Stated exercise a:
Using the McFramework project plan below, decide whether each statement agrees with it. Answer yes or no for each and quote the deciding words. (i) Tests are written after implementation is finished. (ii) The parallel backends use threads for POSIX and processes for Windows. (iii) Development will follow a Waterfall methodology.
====== Document passage ======
Project Plan#

Project Selection and Project Plan#

1) Team#

Name	Email
Milan Fusco	mdfusco@student.ysu.edu

2) Project Description#

McFramework is a Python library providing a robust, extensible foundation for building and running Monte Carlo simulations with rigorous statistical analysis.

Key Capabilities:

Abstract base class pattern for defining custom simulations
Deterministic parallel execution with reproducible RNG streams
Comprehensive statistics engine with 12+ metric functions
Multiple confidence interval methods (parametric, bootstrap, distribution-free)
Built-in simulations: Pi estimation, Portfolio wealth, Black-Scholes options

Note

For detailed architecture and UML diagrams, see System Design

3) Software System Type#

System for Modeling and Simulation

The framework is designed for computational experiments involving:

Stochastic process simulation (random sampling, GBM)
Statistical estimation (Monte Carlo integration)
Financial modeling (option pricing, portfolio analysis)
Uncertainty quantification (confidence intervals, error bounds)

Architecture Classification:

Library/Framework — Provides reusable abstractions for simulation development
Batch Processing — Executes thousands of independent simulation runs
Parallel System — Distributes work across threads or processes

4) Project Plan#

Note

Development will follow a hybrid Agile-XP methodology with continuous practices applied throughout all phases of the project:

Continuous Testing — Tests written alongside implementation, not after
Continuous Documentation — Inline docstrings updated with each feature
Continuous Review/Refactor — Iterative PRs with code review and cleanup

Phase 1: Core Framework#

Define abstract base class for custom simulation development
Design result encapsulation for simulation outputs
Create registry pattern for managing multiple simulations
Establish reproducible RNG seeding with independent streams
Build parallel execution backends (threads for POSIX, processes for Windows)
====== Material for the task ======
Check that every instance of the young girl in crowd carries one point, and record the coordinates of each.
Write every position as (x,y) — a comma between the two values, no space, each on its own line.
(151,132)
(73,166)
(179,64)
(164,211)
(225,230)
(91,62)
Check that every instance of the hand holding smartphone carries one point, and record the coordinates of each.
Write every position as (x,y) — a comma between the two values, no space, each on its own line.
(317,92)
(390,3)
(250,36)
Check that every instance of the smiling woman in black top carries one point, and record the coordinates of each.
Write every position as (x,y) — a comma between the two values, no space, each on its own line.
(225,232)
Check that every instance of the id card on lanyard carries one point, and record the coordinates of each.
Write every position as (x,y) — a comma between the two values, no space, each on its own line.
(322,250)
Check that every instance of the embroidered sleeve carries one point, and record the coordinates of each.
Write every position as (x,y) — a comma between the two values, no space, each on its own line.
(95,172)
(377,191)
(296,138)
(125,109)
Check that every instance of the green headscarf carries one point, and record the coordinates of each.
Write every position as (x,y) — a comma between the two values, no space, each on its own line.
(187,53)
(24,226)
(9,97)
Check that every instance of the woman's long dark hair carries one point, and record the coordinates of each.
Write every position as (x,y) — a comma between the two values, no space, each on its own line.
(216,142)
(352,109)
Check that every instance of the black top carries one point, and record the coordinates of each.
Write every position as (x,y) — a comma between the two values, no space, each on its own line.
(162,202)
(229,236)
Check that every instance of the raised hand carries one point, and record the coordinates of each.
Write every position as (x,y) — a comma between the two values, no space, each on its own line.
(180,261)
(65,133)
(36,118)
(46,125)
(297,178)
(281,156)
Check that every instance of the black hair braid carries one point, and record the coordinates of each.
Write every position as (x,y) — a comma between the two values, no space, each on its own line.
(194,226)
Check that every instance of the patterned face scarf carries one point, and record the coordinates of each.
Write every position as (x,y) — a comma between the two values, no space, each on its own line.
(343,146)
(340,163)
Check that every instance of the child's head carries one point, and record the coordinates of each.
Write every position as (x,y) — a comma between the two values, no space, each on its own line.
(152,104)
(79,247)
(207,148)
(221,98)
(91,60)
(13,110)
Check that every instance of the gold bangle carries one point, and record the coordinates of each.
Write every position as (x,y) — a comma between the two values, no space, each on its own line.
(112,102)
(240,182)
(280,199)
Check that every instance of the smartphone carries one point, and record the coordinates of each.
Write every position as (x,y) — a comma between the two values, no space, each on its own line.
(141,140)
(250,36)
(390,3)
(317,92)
======
Stated exercise b:
Count the lines of the rows above that contain the word "smartphone". Give only the number.

Complete output a:
(i) No: "Continuous Testing — Tests written alongside implementation, not after"
(ii) Yes: "Build parallel execution backends (threads for POSIX, processes for Windows)"
(iii) No: "Development will follow a hybrid Agile-XP methodology"

Complete output b:
2